* BEGIN Material for the task *

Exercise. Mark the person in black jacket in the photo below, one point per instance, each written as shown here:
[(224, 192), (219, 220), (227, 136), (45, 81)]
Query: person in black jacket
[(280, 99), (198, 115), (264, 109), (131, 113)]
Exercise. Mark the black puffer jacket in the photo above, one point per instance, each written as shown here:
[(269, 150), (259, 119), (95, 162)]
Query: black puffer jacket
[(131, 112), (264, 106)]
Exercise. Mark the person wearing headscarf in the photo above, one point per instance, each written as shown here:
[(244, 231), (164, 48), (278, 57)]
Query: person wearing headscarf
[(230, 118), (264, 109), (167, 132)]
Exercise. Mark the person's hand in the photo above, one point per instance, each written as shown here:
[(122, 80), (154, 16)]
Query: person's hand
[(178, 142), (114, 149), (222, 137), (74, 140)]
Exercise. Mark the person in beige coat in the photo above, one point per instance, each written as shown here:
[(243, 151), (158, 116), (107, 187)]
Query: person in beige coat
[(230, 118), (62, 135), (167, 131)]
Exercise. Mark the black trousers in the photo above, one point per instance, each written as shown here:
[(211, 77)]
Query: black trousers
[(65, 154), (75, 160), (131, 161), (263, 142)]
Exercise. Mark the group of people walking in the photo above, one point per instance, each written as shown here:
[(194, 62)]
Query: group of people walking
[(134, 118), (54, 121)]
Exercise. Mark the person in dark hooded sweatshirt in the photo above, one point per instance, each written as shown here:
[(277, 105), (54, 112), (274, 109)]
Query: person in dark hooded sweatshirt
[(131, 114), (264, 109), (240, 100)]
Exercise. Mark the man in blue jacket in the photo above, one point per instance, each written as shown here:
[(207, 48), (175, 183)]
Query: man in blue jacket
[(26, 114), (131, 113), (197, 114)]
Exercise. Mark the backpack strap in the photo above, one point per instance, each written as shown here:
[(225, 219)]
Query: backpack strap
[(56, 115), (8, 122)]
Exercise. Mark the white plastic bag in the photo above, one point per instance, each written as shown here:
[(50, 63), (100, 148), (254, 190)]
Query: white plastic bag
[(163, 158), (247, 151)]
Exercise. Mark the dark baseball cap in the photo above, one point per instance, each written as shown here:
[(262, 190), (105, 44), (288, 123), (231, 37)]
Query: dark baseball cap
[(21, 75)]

* END Material for the task *

Reproduce all of the material above, line for line, without changing a single character.

Exercise. Mark the person in black jacket in the photo below, one point per instance, each written as shown here:
[(224, 192), (219, 220), (227, 136), (45, 81)]
Query: person in black jacket
[(280, 99), (198, 115), (264, 109), (131, 113)]
Exercise. Mark the black puffer jacket in the photo above, one point per instance, each written as shown here:
[(269, 150), (259, 119), (95, 162)]
Query: black puffer jacket
[(131, 112), (264, 106)]
Exercise. Mark the person wearing headscarf in the photo above, one point per instance, each written as shown here:
[(244, 231), (164, 48), (278, 57)]
Query: person wearing headscarf
[(230, 118), (264, 109), (167, 132)]
Exercise. Mark the person's hand in the photo above, one point per instance, each written as shown here:
[(122, 80), (154, 16)]
Query: person's hand
[(178, 142), (114, 149), (222, 137), (74, 140)]
Exercise. Mark the person in beige coat in the photo above, one point per instance, each written as shown here:
[(243, 151), (158, 116), (107, 187)]
Query: person in beige coat
[(230, 118), (62, 135), (167, 131)]
Exercise. Mark the black trousers in the photo above, one point per instance, each written as shown here:
[(211, 77)]
Query: black trousers
[(65, 154), (75, 160), (131, 161), (263, 142)]
Exercise. Mark the group of people walking in the photo above, one point per instance, each written as shown here:
[(194, 62)]
Query: group of people walking
[(134, 118), (54, 121)]
Exercise. Mark the person in dark hooded sweatshirt in the photo above, one point per instance, each written as shown here:
[(277, 105), (54, 112), (274, 109)]
Query: person in dark hooded sweatshirt
[(131, 114), (264, 109), (240, 100)]
Exercise. Mark the man in blue jacket in the photo above, one point per instance, each written as shown here:
[(207, 48), (175, 183)]
Query: man in blue jacket
[(26, 114), (131, 113), (197, 114)]
Exercise. Mark the backpack strap in the photo above, one point per instance, each written as shown here:
[(225, 219)]
Query: backpack strap
[(56, 115), (8, 122)]
Exercise. Mark the white plastic bag in the photo above, one point per instance, each written as shown here:
[(50, 63), (100, 148), (254, 190)]
Query: white plastic bag
[(163, 158), (247, 151)]
Exercise. Mark the dark baseball cap in the photo above, one point per instance, each written as shown here:
[(262, 190), (105, 44), (288, 123), (231, 37)]
Query: dark baseball cap
[(21, 75)]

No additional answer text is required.